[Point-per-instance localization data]
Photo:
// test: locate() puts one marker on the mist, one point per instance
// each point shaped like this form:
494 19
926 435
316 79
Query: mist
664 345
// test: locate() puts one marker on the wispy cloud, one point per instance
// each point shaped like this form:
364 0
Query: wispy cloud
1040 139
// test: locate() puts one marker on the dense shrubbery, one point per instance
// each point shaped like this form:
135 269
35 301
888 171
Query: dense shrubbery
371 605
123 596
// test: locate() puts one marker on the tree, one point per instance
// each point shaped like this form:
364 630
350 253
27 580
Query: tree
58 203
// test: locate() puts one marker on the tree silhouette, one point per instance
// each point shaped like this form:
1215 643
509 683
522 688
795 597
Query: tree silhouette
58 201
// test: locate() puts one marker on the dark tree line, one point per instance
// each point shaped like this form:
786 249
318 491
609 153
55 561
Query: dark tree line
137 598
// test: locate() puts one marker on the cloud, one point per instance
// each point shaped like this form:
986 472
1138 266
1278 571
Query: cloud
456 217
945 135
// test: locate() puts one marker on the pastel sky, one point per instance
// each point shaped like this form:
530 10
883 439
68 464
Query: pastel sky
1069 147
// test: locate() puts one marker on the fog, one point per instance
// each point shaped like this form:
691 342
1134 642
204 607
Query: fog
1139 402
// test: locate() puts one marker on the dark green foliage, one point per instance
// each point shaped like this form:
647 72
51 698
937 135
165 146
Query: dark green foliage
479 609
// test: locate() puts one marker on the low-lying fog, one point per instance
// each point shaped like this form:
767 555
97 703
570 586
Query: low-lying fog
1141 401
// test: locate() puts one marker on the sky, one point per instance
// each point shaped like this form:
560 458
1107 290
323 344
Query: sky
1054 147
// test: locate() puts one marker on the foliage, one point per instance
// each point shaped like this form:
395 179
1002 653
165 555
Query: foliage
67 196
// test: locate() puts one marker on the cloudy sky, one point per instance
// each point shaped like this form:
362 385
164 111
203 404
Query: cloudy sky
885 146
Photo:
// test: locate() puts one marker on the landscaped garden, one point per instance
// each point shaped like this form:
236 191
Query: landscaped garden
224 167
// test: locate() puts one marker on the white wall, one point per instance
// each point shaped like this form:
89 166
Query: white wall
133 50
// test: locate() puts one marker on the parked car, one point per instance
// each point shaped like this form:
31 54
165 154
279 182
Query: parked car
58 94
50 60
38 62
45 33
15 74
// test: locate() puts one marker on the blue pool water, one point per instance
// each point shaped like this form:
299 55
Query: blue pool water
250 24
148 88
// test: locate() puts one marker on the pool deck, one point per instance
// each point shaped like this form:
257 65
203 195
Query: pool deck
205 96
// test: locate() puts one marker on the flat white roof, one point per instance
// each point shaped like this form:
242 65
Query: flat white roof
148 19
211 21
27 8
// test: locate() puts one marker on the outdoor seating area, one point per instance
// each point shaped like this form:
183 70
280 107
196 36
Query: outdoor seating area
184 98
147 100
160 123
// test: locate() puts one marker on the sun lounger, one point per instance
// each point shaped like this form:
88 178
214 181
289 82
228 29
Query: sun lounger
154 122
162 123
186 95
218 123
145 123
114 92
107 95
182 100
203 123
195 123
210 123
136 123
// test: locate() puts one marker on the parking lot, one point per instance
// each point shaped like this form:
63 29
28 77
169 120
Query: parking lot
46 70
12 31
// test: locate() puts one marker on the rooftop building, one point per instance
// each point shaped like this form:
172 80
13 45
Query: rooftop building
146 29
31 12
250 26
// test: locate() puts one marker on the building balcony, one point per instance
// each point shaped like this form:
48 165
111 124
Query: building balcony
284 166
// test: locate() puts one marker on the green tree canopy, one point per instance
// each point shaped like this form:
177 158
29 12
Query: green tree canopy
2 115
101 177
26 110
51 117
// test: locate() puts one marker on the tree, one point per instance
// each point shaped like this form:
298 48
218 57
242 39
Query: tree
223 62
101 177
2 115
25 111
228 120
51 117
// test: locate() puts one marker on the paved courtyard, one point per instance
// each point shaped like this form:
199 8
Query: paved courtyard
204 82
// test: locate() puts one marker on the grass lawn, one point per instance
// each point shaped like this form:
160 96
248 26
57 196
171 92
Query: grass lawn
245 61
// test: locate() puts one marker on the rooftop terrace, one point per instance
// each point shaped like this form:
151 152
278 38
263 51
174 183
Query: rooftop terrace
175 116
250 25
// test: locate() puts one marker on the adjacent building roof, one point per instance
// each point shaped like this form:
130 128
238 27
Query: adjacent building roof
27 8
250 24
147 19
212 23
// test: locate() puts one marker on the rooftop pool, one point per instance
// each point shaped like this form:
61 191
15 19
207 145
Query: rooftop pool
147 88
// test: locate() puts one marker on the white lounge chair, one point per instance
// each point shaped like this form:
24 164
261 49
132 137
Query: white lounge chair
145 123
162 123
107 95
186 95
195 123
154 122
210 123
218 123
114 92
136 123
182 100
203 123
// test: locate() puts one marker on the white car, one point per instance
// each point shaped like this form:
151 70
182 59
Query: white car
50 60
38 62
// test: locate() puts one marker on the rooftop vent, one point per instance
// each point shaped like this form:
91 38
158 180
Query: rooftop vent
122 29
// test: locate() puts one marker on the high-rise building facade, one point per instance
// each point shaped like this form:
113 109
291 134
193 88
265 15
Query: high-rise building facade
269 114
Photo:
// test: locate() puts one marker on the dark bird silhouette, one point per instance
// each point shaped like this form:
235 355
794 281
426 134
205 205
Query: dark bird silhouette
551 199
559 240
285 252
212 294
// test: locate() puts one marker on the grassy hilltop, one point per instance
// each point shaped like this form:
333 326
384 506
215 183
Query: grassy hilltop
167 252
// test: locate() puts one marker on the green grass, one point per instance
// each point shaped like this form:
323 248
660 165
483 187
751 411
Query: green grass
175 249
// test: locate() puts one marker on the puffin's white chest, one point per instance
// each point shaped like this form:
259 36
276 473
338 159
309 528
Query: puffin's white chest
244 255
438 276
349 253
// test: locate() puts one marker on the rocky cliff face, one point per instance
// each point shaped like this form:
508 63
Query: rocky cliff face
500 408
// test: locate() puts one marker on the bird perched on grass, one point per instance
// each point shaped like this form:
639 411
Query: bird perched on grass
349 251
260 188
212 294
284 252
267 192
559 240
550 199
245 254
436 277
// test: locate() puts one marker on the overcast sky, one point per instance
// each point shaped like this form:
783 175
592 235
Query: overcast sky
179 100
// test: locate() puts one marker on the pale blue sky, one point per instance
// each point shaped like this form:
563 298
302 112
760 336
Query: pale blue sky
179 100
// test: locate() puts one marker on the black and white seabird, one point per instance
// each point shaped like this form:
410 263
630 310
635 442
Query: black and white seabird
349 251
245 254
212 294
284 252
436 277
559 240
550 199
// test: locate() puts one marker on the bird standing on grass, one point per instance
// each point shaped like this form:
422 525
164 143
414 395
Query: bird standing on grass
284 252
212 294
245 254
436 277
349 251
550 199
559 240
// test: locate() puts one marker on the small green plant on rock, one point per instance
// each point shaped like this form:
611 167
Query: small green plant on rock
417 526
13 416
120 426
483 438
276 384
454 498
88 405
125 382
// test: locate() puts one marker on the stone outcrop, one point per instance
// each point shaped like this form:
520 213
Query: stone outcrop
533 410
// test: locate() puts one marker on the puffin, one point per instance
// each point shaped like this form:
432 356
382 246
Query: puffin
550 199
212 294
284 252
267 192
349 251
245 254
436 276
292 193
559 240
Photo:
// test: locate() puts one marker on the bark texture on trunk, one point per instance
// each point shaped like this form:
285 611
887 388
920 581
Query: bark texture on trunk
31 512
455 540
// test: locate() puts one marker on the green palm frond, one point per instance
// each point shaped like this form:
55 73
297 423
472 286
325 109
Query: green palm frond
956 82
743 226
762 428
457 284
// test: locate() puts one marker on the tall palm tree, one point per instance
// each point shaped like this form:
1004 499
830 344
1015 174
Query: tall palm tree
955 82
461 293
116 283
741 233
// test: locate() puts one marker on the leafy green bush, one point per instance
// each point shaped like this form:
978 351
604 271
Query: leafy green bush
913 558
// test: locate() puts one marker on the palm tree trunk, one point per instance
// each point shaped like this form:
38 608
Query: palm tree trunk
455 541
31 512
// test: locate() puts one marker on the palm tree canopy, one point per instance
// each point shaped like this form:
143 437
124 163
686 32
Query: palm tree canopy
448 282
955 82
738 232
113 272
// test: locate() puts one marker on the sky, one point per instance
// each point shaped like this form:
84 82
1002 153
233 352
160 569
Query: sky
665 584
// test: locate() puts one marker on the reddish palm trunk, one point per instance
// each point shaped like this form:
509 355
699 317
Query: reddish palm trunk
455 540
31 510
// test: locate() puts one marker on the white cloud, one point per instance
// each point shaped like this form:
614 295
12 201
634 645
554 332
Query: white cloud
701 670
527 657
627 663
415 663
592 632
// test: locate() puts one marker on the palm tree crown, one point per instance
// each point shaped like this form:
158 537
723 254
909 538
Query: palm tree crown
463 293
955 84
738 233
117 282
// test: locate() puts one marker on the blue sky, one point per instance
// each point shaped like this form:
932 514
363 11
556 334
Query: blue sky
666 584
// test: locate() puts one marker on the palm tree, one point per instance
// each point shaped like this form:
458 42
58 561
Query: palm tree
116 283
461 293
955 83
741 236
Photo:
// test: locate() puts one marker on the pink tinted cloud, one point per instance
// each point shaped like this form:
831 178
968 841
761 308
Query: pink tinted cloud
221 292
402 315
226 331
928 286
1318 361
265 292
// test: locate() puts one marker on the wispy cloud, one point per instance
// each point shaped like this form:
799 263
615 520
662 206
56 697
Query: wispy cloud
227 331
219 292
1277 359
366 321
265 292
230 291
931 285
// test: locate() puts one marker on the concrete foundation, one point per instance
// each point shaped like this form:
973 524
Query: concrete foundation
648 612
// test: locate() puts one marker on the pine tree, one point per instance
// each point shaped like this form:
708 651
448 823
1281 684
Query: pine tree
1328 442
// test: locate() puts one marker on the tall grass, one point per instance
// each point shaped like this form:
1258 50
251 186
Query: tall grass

What needs to be done: Set down, word for word, each line from the top of the records above through the line with "the fog, one point per instance".

Solution to the problem:
Photo:
// test: locate() puts one marker on the mist, one point per instance
// each point shaped like this form:
494 19
926 435
316 79
Query: mist
664 345
// test: locate() puts one marker on the wispy cloud, one point per instance
// each point shaped like this form:
364 0
Query: wispy cloud
1040 139
// test: locate() puts one marker on the dense shrubbery, one point per instance
// each point shaped like this form:
135 269
35 301
888 171
Query: dense shrubbery
371 605
123 596
// test: locate() puts one marker on the tree, one point per instance
// each point shaped like this form:
364 630
350 253
27 580
Query: tree
58 203
// test: locate() puts one marker on the tree silhouette, one point per instance
// each point shaped like this form:
1215 643
509 683
522 688
795 597
Query: tree silhouette
58 201
// test: locate() puts one marker on the dark tree line, one point per instance
// each point shaped like this form:
786 249
318 491
609 153
55 561
Query: dark tree line
137 598
// test: locate() puts one marker on the cloud, one point per instance
// each point shaped like this form:
986 472
1138 266
1278 571
Query: cloud
456 217
945 135
// test: locate() puts one marker on the pastel sky, one point per instance
// each point shaped like this form:
530 10
883 439
68 464
Query: pastel sky
1069 147
// test: locate() puts one marker on the fog, one point per instance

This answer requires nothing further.